EXERCISE DETAILS - This exercise calls for the data below to be retyped exactly, minus any images.

===== DATA FOR THIS EXERCISE =====

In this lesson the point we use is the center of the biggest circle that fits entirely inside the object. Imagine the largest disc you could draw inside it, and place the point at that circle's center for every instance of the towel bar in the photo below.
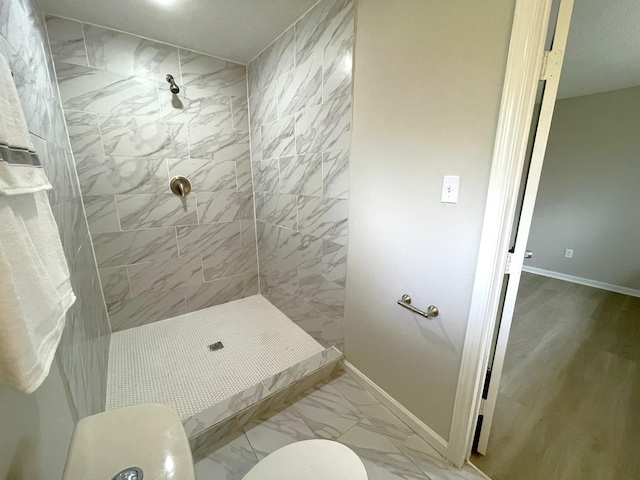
(432, 310)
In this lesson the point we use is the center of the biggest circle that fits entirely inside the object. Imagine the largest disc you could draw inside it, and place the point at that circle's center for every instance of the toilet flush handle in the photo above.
(131, 473)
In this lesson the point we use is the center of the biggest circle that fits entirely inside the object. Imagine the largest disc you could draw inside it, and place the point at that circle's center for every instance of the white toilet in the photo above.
(148, 442)
(311, 459)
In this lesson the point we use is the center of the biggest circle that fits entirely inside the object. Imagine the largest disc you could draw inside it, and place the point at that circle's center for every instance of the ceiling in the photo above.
(603, 50)
(232, 29)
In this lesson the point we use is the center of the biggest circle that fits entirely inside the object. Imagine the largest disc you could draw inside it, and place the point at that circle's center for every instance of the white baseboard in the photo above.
(583, 281)
(478, 471)
(417, 425)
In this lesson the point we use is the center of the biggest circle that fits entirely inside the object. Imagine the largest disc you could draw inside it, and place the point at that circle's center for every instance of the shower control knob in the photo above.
(180, 185)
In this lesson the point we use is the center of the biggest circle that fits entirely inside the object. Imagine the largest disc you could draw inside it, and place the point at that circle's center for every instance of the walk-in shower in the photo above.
(216, 199)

=====

OUTPUT FOR THIS TASK -
In this lesson the point we use is the center of the biggest circle that fits entirely inside the object. Imagine the largest disc you could draw inside it, and place the point at that circle's center for every instance of the towel bar in the photo below.
(432, 310)
In this lesson the point we use is the center of the biggest circle that fits entirely inside the object. Imagine the largest disc you could draw inside it, and place the point at that circle's center for every instance of the toilet flush handle in the photo above.
(131, 473)
In this lesson the point we use is the center of the biggest circle that fits entirely inside the object. Imagine the largest disc you could draw inside it, and place the point at that circle's center for every instance of the white toilet in the photo above.
(148, 442)
(311, 459)
In this lesson the point we use is the center of the biggest circle that fits entirely inside the object. Imagine the largest disc you could draw inside it, and place the point at that circle's center for every instance of the ceiling in the photo above.
(603, 50)
(232, 29)
In this lesson the point we use is the center of the biggest circle that fits entirely inside the object. Imagine the largest disc you could draw inside it, and place the point at that circle's center for every instance of the white baseboard in the photo above.
(583, 281)
(478, 471)
(417, 425)
In this lesson the point we use is the center of the biggest circle that fits entirely inside the object. Imagine the largest disc you could draw inside it, and place the point at that circle's center for every instance of the shower control knob in the photo above.
(180, 185)
In this lesson the point we use is the center of the biggest circle that fits entirely inside the object. Imagine the largest disc you could draw inside it, and place the point at that circle's center for every instance of the walk-in shower in the photo above.
(216, 199)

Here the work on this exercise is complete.